◆ STATED TASK A:
According to the article on DepEd's confidential fund, how much did the Department of Education request for confidential expenses in 2024?
◆ STATED TASK B:
Return, word for word, the passage of the article on DepEd's confidential fund that lies between "In a chance" and "in national security.", inclusive.

Sara on intel fund: Education intertwined with national security
Vice President Sara Duterte. STAR / Jesse Bustos

 


Manila, Philippines
— Pointing out that the education sector is “intertwined with national security,” Vice President and Education Secretary Sara Duterte yesterday defended the Department of Education (DepEd)’s requested P150-million budget for confidential expenses in 2024.

In a chance interview with reporters on the sidelines of the DepEd’s Balik Eskwela 2023 national kick-off ceremony at Tarlac National High School in Tarlac City, Duterte said she is leaving it up to Congress to decide on the DepEd’s request, but maintained that the agency needs a confidential fund to play its role in national security.

“Because education is intertwined with national security. Napakahalaga na (It’s very important that) we mold children who are patriotic, children who will love our country and will defend our country,” she said when asked why her agency needs a confidential fund.

The Vice President did not give a breakdown on how the DepEd intends to use its requested P150-million confidential fund. Instead she said there is already an existing set of guidelines on the fund’s proper use and liquidation.

“There is a joint memorandum circular with regards to the confidential fund. It is laid out there how to use the fund and how to liquidate,” Duterte said in English and Filipino, apparently referring to Joint Circular No. 2015-01 titled “Guidelines on the Entitlement, Release, Use, Reporting and Audit of Confidential and/or Intelligence Funds” dated Jan. 8, 2015.

◆ PROVIDED INFORMATION:
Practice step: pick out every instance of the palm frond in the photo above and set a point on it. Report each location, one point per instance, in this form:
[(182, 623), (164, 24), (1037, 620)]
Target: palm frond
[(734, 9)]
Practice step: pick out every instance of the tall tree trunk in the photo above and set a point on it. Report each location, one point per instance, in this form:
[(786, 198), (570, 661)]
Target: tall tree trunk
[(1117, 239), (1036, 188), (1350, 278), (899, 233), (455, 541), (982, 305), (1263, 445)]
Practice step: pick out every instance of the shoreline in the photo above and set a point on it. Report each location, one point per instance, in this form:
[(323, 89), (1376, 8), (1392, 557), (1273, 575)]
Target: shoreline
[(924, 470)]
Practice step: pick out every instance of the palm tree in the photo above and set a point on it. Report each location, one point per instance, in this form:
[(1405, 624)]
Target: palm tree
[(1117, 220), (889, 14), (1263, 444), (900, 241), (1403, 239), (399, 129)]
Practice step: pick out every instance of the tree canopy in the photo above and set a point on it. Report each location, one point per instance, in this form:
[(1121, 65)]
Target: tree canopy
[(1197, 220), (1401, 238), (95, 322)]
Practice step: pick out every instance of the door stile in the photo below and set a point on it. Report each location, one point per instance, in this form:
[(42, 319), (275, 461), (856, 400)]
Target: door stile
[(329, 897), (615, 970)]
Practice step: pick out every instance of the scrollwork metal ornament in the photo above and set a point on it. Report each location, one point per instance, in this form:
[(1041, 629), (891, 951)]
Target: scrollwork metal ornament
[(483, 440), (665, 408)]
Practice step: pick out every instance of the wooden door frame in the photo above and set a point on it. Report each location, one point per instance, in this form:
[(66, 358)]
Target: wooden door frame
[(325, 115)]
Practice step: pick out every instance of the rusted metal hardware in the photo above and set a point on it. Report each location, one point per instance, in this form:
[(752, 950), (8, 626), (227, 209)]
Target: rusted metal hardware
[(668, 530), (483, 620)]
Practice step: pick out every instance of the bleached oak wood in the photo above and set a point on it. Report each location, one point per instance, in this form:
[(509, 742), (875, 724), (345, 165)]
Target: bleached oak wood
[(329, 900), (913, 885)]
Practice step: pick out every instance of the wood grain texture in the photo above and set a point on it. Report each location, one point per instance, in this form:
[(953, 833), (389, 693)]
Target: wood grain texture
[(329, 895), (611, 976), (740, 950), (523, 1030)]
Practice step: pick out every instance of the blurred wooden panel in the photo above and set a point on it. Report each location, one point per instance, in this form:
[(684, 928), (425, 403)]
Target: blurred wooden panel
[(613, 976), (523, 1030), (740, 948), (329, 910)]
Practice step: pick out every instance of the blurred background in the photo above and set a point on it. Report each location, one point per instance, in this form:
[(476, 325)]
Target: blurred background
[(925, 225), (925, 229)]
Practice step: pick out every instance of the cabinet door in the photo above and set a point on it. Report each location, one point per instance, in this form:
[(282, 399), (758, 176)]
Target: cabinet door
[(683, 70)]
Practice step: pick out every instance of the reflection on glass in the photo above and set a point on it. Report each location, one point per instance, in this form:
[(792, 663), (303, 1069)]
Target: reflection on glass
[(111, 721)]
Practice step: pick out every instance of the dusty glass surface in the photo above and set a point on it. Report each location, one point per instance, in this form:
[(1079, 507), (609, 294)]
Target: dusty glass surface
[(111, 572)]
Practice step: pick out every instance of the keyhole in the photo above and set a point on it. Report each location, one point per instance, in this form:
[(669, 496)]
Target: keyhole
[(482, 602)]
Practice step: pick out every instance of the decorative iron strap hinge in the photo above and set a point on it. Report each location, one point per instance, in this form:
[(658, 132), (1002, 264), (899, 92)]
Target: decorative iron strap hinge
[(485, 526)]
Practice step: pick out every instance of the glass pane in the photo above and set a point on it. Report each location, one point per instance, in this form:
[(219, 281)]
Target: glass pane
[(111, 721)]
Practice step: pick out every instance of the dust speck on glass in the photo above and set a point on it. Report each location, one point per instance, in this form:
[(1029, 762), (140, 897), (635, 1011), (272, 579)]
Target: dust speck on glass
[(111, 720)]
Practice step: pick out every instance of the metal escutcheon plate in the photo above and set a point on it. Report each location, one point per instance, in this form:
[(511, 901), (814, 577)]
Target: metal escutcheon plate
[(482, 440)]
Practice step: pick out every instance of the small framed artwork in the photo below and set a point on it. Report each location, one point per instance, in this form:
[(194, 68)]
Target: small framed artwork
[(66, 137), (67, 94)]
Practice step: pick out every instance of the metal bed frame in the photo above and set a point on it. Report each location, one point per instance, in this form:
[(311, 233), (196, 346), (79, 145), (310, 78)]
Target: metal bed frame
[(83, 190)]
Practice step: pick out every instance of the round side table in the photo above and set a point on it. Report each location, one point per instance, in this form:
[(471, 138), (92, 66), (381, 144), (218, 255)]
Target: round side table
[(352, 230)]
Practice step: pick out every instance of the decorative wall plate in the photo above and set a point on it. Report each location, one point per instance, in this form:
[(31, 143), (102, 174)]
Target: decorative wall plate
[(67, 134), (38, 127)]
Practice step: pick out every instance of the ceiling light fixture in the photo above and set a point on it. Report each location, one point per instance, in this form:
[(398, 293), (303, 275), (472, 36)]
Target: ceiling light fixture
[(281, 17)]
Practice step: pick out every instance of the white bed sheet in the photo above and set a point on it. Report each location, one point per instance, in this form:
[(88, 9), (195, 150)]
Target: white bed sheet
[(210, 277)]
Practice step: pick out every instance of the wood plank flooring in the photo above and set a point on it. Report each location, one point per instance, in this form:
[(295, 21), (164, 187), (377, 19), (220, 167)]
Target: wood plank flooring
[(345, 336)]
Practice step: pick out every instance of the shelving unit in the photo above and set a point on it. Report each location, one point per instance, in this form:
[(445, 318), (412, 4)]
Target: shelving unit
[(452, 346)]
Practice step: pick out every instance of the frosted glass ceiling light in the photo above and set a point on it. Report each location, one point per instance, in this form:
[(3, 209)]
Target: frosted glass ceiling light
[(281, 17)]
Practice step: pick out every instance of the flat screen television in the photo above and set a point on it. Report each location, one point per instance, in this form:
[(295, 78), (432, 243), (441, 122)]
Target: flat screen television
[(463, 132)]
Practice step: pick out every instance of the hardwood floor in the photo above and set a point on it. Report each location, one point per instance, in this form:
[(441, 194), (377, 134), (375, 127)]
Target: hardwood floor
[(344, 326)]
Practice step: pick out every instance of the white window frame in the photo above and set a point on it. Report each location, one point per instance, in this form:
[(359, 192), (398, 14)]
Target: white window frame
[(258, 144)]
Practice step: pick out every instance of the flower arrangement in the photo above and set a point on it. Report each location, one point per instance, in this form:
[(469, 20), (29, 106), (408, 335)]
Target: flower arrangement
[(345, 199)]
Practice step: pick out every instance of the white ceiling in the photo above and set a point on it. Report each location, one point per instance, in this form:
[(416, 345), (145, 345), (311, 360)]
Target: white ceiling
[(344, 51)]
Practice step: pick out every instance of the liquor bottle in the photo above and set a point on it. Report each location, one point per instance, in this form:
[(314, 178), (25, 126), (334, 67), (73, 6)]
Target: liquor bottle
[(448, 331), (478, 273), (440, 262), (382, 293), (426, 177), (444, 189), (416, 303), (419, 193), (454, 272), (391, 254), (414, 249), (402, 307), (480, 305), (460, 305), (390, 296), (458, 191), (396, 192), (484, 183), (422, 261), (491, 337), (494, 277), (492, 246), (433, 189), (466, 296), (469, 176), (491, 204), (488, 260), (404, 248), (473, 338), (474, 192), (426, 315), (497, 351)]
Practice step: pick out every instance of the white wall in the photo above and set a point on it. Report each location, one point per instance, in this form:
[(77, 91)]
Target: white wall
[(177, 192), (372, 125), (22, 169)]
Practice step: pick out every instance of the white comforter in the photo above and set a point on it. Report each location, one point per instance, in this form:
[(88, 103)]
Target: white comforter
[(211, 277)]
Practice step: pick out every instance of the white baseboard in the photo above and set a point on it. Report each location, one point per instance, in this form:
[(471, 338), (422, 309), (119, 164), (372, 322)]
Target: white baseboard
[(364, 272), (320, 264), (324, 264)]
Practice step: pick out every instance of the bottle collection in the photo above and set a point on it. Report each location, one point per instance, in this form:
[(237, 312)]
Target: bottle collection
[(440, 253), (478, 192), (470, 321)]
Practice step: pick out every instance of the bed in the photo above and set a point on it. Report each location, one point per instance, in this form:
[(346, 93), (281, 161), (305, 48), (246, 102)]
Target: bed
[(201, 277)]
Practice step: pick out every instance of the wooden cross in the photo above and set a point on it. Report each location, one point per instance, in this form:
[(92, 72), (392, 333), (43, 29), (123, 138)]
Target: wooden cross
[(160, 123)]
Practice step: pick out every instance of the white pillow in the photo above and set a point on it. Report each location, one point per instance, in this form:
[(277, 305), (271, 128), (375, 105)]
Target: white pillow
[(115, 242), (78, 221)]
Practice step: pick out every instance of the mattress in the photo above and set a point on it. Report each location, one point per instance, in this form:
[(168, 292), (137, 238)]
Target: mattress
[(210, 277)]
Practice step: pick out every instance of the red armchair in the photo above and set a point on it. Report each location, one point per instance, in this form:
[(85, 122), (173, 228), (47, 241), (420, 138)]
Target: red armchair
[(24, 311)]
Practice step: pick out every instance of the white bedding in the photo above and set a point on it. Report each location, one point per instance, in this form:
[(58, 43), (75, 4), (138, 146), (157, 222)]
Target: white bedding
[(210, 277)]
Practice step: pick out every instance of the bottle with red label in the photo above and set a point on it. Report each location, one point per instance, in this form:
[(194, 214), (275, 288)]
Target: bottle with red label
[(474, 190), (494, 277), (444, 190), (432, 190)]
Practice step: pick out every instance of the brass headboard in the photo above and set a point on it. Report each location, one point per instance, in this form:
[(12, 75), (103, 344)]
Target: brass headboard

◆ COMPLETE OUTPUT A:
P150 million.

◆ COMPLETE OUTPUT B:
In a chance interview with reporters on the sidelines of the DepEd’s Balik Eskwela 2023 national kick-off ceremony at Tarlac National High School in Tarlac City, Duterte said she is leaving it up to Congress to decide on the DepEd’s request, but maintained that the agency needs a confidential fund to play its role in national security.